Copy the listing from its first line through the line containing "[(161, 242)]", replacing "marker" with "pin" and leaving everything else unchanged.

+ + + +

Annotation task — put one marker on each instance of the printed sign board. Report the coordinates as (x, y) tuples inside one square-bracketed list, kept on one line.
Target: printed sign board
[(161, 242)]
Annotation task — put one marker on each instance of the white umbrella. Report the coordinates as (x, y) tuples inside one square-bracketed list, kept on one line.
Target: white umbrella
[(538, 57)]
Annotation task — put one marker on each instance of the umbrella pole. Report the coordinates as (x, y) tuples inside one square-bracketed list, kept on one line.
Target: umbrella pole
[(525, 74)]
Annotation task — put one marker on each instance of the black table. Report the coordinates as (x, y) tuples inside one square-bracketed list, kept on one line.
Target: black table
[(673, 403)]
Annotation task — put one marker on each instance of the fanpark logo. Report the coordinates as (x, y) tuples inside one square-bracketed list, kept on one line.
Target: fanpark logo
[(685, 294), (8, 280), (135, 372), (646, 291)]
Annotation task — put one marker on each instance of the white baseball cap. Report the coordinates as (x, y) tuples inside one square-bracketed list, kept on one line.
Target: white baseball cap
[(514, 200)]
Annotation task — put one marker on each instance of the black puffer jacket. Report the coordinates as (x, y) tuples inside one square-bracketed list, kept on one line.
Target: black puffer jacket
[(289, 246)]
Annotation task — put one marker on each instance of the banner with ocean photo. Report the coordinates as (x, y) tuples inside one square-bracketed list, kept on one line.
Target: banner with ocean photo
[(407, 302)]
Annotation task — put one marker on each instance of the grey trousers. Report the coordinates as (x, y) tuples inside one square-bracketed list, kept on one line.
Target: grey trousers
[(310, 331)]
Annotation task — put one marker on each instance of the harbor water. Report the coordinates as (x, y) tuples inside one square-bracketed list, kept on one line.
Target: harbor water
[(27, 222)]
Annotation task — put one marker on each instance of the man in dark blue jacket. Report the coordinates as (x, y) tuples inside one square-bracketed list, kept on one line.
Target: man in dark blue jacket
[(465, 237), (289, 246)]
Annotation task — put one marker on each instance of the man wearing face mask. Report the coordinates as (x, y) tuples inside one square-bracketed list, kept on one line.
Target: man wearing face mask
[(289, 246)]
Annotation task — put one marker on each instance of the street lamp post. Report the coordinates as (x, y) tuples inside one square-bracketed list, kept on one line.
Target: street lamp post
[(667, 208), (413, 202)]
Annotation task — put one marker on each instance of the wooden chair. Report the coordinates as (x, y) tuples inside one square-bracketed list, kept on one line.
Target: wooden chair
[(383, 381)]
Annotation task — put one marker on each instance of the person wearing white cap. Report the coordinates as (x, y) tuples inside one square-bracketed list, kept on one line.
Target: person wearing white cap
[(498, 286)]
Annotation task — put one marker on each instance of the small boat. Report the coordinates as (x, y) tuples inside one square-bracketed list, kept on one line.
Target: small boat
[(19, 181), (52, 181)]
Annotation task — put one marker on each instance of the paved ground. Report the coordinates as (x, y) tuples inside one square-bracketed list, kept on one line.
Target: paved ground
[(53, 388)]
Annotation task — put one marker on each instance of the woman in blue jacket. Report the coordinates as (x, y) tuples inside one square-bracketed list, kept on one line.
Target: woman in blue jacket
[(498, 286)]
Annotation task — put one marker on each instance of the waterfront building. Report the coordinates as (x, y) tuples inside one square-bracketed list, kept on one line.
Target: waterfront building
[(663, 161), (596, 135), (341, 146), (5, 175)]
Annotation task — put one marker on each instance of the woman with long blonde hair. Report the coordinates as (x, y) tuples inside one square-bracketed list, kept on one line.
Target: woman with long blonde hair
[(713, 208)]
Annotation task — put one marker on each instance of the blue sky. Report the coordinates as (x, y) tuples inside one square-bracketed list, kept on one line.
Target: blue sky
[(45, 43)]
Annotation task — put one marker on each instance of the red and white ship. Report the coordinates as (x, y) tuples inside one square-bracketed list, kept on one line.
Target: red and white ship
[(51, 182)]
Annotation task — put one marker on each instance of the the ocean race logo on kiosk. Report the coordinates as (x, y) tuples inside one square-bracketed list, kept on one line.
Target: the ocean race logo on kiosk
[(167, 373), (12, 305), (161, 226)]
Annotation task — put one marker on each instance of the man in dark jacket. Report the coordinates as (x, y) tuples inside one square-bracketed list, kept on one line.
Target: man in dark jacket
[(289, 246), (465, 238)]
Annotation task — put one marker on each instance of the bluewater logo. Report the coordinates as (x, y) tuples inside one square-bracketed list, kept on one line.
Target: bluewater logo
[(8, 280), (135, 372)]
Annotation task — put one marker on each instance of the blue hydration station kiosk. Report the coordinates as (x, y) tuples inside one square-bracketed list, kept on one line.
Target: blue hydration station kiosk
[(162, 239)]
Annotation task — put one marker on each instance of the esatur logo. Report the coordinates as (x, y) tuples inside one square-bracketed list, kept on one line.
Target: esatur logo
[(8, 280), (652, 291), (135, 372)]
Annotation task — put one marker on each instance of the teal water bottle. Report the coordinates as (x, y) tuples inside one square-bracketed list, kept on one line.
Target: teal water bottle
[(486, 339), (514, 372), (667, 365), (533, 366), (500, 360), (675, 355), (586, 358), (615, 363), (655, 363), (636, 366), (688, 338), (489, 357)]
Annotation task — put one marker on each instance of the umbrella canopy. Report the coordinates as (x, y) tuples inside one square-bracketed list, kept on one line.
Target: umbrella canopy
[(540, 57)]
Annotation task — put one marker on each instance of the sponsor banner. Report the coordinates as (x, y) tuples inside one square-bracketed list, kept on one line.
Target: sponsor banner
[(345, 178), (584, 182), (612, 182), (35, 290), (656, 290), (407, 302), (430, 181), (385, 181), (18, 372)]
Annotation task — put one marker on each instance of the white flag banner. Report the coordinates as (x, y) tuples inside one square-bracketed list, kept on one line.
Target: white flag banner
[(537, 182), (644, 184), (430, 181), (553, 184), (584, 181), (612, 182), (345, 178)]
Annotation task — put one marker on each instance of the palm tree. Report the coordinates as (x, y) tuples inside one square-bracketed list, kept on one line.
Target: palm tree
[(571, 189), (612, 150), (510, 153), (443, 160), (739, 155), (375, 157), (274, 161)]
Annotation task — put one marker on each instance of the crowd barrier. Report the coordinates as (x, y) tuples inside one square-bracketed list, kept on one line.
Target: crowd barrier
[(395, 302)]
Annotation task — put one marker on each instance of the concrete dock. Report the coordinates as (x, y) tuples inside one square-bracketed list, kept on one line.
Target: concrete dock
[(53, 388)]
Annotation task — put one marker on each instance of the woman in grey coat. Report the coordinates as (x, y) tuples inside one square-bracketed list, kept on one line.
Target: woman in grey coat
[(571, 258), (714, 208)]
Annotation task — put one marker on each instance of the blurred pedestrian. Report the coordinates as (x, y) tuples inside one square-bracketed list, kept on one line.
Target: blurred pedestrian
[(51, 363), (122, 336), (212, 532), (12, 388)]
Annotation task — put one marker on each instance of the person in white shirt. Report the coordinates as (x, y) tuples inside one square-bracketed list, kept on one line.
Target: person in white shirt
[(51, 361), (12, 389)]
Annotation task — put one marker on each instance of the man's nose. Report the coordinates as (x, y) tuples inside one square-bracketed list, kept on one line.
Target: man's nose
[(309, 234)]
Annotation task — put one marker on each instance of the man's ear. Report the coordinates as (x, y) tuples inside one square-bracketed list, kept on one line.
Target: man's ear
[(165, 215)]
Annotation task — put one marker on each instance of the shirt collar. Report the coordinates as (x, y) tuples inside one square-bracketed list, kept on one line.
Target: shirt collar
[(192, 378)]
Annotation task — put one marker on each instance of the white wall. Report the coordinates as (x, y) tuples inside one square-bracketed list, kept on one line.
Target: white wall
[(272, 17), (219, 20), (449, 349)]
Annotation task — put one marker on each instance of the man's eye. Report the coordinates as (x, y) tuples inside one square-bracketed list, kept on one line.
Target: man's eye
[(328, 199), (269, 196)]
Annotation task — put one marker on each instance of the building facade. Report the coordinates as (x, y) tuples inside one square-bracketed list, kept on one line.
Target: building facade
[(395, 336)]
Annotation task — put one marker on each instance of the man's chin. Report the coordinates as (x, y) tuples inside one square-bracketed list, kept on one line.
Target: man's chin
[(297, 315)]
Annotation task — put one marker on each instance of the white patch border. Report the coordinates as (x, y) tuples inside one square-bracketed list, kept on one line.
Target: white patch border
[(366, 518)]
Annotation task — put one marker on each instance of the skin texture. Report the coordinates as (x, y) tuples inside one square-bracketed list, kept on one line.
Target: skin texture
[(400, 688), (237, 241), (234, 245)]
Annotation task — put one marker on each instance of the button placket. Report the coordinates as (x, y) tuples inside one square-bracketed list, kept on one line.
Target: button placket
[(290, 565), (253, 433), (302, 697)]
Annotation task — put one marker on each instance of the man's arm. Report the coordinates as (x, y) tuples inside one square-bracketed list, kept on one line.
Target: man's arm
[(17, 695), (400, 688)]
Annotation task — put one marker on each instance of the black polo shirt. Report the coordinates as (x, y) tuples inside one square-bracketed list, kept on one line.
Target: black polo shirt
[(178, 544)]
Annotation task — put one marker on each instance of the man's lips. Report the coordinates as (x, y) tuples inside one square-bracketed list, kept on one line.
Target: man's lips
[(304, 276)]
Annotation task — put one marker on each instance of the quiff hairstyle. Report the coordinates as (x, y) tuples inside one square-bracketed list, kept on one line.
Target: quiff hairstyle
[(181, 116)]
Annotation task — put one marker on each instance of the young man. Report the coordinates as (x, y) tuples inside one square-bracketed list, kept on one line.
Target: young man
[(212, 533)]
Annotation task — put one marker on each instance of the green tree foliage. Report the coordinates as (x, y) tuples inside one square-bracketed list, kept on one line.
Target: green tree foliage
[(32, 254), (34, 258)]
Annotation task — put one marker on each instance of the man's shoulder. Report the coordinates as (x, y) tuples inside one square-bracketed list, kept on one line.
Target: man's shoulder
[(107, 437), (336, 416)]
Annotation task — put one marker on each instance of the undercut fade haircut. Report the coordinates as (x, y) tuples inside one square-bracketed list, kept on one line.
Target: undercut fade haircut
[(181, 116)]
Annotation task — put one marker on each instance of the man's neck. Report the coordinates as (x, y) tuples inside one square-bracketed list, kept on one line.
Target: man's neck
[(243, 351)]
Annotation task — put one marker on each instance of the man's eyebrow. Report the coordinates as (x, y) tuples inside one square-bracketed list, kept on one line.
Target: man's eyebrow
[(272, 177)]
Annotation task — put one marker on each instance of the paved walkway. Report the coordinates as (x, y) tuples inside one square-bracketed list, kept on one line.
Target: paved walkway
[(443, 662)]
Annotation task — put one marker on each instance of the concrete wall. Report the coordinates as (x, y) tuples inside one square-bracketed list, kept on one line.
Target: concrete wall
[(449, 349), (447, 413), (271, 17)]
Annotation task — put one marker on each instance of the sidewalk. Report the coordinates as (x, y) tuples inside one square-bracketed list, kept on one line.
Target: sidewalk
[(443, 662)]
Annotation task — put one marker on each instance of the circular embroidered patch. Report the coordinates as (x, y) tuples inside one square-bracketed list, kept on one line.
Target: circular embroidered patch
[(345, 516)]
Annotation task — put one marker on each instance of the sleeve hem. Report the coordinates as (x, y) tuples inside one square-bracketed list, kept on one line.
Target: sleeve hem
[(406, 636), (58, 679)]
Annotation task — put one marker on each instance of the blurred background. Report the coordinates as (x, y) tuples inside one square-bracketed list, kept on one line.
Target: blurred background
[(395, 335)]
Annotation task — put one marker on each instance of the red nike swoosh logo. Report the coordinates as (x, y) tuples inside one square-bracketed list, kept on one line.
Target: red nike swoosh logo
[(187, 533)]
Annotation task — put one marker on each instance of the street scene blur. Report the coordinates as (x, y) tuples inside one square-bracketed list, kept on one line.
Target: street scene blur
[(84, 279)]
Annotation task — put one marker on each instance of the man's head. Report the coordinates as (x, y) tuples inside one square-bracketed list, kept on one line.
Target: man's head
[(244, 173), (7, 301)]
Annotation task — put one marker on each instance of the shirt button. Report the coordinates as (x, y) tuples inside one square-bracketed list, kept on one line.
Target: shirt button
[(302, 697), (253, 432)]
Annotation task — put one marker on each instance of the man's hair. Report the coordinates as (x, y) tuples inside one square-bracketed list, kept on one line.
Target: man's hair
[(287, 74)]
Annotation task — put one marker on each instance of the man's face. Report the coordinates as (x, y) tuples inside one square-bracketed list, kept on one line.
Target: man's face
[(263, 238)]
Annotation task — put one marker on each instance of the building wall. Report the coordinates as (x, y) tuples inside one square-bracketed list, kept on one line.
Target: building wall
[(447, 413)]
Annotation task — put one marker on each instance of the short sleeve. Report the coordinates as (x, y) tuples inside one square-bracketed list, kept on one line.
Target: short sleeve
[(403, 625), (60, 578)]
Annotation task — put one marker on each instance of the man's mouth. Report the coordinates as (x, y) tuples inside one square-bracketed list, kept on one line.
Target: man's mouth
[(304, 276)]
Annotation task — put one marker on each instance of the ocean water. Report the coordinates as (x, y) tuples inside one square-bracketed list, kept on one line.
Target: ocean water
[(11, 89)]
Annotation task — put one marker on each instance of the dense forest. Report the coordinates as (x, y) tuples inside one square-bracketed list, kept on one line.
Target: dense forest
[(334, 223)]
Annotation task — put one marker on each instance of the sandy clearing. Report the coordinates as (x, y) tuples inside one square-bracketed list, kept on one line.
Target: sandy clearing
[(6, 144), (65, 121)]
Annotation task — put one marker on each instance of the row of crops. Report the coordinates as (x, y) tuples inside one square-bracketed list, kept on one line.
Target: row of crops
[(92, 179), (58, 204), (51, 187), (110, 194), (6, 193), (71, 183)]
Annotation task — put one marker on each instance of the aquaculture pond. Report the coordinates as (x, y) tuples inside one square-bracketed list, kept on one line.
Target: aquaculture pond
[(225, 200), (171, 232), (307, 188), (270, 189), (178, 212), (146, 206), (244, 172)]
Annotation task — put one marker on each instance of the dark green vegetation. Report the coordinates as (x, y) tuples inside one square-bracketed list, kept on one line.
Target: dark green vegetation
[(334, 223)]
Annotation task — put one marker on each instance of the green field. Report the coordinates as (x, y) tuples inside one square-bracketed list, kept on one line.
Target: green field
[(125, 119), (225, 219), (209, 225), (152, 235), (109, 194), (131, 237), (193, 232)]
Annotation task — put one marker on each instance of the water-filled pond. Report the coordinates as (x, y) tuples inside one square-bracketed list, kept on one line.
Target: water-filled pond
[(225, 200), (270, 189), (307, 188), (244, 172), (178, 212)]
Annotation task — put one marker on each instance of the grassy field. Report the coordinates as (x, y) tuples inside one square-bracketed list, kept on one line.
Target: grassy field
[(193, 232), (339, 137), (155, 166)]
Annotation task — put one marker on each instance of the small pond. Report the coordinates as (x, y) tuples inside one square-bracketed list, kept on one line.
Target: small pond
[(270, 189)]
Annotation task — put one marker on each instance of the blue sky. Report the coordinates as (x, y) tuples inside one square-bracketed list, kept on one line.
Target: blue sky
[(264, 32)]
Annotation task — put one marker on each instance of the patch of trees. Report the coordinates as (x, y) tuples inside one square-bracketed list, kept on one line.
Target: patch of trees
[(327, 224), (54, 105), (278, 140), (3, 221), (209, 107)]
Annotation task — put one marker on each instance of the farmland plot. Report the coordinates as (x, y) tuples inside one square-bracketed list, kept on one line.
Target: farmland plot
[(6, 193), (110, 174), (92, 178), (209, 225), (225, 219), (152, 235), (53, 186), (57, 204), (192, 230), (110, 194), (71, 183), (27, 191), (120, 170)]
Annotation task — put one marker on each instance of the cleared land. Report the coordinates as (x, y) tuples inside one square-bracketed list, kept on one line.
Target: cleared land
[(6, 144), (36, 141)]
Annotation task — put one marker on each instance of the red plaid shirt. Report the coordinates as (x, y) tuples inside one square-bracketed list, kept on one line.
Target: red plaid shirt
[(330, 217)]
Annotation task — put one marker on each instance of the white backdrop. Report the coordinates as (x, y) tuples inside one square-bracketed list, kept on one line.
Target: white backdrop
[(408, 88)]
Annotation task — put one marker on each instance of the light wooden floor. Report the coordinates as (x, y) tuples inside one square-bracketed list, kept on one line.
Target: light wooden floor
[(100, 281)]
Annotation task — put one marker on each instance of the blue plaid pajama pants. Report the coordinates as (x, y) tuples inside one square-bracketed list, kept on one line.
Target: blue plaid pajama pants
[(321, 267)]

+ + + +

ANSWER FOR THE TASK
Annotation task — put one pin on each instance of the printed sign board. Report the coordinates as (x, y) tuples inside one square-bracketed list, kept on one line.
Target: printed sign board
[(161, 242)]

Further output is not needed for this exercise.